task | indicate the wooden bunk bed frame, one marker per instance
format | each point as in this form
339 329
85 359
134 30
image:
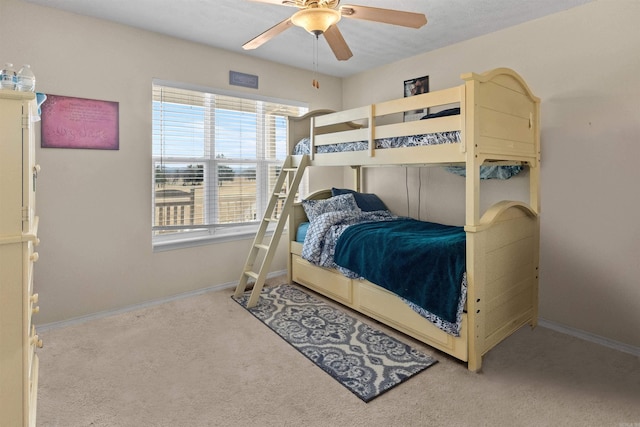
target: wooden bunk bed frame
499 122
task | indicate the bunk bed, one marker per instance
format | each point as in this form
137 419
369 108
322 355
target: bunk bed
495 122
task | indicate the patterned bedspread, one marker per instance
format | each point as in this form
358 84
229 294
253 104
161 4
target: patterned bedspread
302 147
319 249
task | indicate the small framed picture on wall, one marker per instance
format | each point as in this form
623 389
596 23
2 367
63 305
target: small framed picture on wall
413 87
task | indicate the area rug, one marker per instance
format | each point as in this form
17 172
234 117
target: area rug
365 360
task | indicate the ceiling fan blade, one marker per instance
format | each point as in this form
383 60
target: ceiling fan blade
386 16
337 43
267 35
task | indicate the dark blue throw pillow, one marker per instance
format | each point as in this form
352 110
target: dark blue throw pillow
365 201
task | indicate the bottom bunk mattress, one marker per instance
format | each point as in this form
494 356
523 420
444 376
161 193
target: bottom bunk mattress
421 262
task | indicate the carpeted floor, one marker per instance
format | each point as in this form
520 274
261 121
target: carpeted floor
202 361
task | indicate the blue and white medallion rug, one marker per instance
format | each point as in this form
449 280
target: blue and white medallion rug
365 360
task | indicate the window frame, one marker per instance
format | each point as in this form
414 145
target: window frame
200 235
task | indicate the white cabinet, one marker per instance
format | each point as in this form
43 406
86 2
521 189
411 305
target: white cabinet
18 241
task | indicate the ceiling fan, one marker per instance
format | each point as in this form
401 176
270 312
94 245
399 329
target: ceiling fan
321 17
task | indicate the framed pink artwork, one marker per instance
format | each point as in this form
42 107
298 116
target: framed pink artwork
69 122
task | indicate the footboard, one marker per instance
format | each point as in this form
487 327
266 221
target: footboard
502 273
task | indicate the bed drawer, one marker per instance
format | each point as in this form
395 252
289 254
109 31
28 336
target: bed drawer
322 280
382 305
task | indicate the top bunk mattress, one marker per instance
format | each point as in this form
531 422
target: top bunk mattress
449 137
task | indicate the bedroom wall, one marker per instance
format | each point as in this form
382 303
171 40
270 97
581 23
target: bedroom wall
584 64
95 206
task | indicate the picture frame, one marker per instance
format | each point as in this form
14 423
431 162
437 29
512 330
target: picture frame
414 87
70 122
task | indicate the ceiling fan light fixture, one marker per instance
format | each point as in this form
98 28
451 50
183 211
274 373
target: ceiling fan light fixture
316 20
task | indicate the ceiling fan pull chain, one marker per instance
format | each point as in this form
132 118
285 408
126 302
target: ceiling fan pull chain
315 83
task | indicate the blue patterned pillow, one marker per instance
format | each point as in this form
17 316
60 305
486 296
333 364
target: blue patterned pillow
315 208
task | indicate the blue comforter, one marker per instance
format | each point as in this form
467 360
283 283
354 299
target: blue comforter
420 261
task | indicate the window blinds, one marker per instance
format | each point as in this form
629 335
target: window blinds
215 158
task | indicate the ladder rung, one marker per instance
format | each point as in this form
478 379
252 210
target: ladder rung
251 274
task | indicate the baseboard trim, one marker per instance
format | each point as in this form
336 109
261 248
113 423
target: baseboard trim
588 336
81 319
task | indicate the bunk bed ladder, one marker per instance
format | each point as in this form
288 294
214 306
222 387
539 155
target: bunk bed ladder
283 195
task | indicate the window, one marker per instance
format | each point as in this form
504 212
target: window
215 160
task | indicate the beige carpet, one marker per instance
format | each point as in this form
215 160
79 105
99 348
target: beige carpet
205 361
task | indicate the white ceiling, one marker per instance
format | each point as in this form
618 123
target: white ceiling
228 24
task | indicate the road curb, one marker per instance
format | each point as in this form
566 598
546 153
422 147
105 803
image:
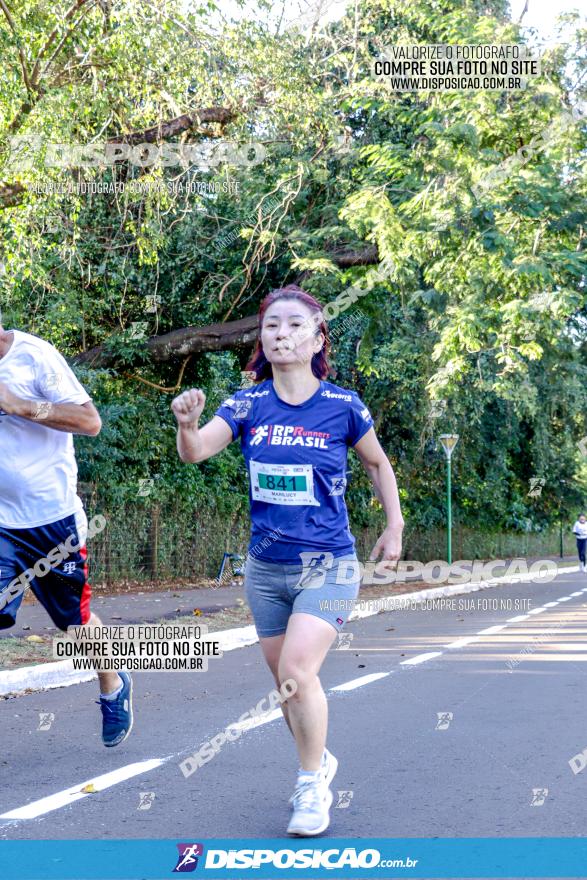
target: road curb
45 676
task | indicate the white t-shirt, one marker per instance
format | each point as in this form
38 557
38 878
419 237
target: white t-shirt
38 471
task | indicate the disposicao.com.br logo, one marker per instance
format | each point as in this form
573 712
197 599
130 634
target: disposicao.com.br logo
348 857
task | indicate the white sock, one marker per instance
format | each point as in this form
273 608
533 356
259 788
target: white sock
114 694
309 774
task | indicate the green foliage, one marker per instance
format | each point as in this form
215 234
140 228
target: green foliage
479 328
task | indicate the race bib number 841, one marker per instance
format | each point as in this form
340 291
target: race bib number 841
282 483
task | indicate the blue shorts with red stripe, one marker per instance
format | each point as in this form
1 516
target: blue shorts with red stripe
62 588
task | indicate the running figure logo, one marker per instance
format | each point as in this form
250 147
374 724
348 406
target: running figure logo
187 859
259 434
242 408
338 486
315 566
444 719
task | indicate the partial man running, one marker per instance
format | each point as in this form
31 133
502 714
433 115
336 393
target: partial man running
580 532
41 405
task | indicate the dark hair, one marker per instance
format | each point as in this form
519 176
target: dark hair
320 364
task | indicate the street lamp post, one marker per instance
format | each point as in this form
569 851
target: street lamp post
449 441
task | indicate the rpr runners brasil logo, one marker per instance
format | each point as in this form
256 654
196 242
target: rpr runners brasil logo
187 859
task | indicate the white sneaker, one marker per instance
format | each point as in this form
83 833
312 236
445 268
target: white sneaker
311 804
329 766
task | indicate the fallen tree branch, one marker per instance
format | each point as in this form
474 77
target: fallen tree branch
183 342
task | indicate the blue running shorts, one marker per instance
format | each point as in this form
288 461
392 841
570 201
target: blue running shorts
275 591
62 589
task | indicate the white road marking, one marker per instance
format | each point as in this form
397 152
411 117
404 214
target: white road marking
460 643
69 795
359 682
421 658
257 720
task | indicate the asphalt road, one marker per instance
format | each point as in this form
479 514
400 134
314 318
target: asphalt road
407 771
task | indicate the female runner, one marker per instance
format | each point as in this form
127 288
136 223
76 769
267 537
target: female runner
295 429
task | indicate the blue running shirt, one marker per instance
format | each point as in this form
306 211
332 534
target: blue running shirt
296 455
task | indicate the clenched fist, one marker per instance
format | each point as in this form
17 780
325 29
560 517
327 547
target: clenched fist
188 406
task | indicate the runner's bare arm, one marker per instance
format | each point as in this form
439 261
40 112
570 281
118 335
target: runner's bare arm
196 444
381 474
73 418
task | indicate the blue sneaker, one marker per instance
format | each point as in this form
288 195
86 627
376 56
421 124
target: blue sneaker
117 714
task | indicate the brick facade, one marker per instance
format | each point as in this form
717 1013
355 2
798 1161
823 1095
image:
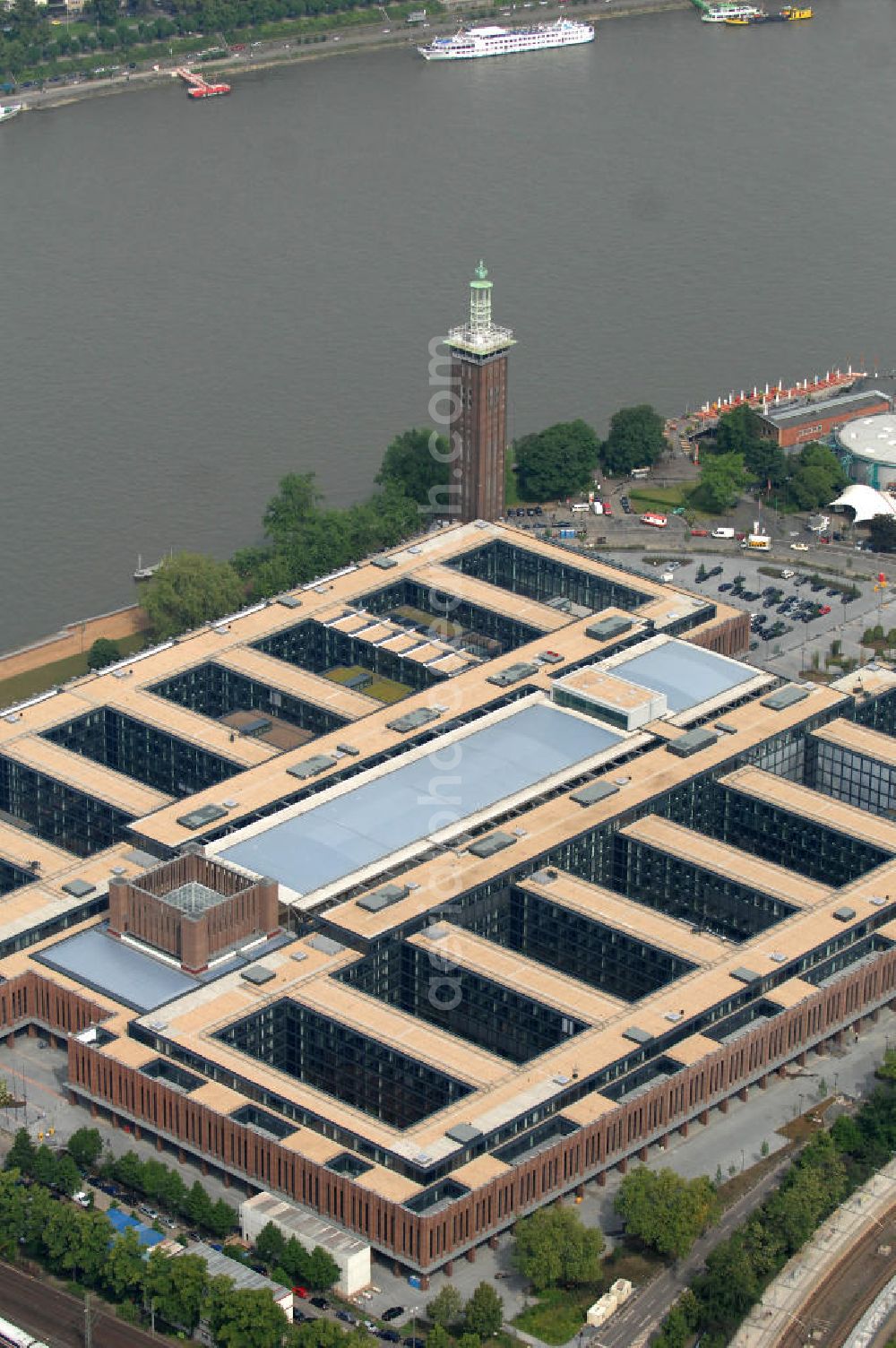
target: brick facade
428 1241
144 910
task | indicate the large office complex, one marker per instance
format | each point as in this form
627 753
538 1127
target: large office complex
428 893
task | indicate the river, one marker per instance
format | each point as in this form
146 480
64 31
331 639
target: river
198 299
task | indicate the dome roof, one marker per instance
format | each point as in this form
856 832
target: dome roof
866 502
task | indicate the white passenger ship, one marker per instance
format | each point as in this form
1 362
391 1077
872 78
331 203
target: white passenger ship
722 13
504 42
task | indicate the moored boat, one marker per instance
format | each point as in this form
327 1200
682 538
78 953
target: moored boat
503 42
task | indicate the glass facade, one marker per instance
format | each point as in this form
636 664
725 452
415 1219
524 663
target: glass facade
852 777
545 577
356 1069
446 618
216 692
315 647
142 751
59 813
461 1002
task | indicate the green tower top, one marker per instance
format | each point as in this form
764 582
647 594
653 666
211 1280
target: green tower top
480 336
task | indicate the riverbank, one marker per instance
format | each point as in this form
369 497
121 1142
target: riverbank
272 54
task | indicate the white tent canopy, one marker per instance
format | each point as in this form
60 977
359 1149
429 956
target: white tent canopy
866 502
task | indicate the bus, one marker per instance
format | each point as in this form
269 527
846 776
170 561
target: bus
13 1337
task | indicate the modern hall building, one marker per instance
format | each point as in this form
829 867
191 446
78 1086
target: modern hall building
556 874
478 380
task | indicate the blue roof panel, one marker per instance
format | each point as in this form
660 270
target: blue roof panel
452 782
687 674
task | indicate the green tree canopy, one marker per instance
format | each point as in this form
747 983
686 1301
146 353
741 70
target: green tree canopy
484 1312
636 440
446 1307
722 479
103 652
665 1211
554 1249
556 462
418 464
882 532
190 590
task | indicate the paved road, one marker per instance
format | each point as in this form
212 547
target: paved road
638 1320
58 1318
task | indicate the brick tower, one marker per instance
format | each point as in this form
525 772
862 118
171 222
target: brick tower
478 379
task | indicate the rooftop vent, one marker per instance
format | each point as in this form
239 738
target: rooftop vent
609 627
462 1133
593 793
313 766
784 697
692 743
382 898
513 674
325 944
257 973
412 720
78 888
198 818
492 844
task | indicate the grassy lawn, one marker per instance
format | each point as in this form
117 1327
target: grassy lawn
558 1313
382 689
21 687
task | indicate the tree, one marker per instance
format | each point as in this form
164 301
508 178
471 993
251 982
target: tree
251 1320
178 1286
556 462
418 462
85 1147
270 1244
554 1249
190 590
22 1153
323 1269
125 1266
446 1307
636 440
438 1336
13 1214
103 652
882 532
665 1211
484 1312
722 479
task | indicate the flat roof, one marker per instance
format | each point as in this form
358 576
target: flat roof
382 816
686 674
825 407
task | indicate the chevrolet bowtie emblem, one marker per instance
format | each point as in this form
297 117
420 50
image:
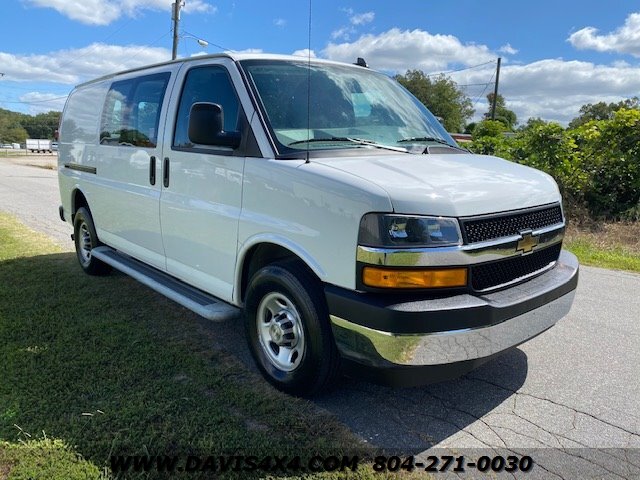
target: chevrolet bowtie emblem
527 243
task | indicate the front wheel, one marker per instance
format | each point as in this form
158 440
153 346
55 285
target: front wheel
287 326
86 239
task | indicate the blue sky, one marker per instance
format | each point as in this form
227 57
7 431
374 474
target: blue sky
557 55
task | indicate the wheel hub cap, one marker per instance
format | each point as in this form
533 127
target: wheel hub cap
280 331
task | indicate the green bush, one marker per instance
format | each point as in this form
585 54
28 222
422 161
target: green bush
596 165
610 156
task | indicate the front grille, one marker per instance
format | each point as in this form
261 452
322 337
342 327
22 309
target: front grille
489 275
490 228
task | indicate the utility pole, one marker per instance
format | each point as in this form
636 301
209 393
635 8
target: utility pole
495 91
175 8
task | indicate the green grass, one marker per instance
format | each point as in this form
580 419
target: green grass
614 257
45 458
109 367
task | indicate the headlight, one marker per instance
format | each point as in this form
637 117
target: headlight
408 231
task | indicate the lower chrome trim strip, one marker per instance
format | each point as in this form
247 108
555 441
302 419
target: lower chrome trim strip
453 346
457 255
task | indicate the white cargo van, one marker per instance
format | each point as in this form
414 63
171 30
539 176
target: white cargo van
324 203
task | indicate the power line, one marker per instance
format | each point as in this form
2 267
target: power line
34 102
461 69
475 84
210 43
484 90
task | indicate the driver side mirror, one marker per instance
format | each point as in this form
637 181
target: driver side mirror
206 123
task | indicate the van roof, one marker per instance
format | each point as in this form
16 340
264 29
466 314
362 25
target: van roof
235 56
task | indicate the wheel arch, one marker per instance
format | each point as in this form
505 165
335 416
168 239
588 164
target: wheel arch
78 200
264 251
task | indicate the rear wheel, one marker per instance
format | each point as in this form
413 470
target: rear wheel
86 239
288 330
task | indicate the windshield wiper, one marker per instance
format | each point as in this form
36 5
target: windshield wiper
430 139
358 141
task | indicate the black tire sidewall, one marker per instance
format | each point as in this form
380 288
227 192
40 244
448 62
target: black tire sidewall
309 376
93 266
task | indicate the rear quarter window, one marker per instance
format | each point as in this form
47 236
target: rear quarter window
131 113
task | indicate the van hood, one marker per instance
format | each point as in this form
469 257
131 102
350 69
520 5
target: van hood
454 185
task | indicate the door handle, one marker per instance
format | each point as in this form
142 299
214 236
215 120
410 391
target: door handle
165 175
152 170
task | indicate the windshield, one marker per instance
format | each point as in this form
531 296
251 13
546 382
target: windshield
350 107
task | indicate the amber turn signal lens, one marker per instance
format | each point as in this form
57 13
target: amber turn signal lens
424 278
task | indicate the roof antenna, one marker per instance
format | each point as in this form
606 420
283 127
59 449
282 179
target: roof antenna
309 84
361 62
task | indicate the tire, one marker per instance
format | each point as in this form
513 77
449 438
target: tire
86 239
287 326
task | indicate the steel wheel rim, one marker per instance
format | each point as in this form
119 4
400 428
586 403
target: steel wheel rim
84 242
280 331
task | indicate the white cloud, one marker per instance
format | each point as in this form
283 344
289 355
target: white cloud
625 39
398 50
343 33
305 52
76 65
103 12
39 102
362 18
553 89
508 49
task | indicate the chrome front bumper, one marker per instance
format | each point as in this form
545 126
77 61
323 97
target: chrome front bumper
481 326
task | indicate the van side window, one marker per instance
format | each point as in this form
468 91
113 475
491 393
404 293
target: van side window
206 84
131 112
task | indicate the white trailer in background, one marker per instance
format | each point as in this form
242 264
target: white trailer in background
39 145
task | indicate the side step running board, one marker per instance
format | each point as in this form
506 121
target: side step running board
195 300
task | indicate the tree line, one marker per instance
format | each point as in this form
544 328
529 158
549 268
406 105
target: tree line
16 127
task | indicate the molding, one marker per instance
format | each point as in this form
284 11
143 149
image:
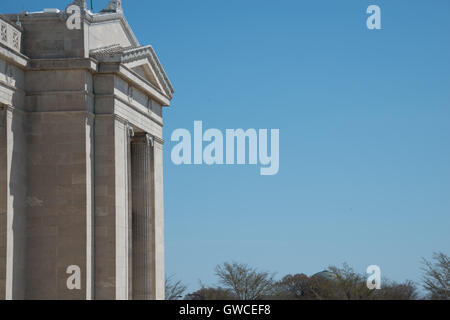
******************************
§ **Task description**
Which lines in the items above contain the word "running"? List every one of them in full, copied word for word.

§ **Answer to the task**
task | indicate the running figure logo, one marker per instance
target: running figure logo
task | indicate the partial man running, one marker per instance
target: partial man running
task | indicate the blue running shorts, one marker per instance
target: blue running shorts
task | indicate the blue running shirt, one marker per instance
target: blue running shirt
task | indicate the side step running board, one marker per instance
target: side step running board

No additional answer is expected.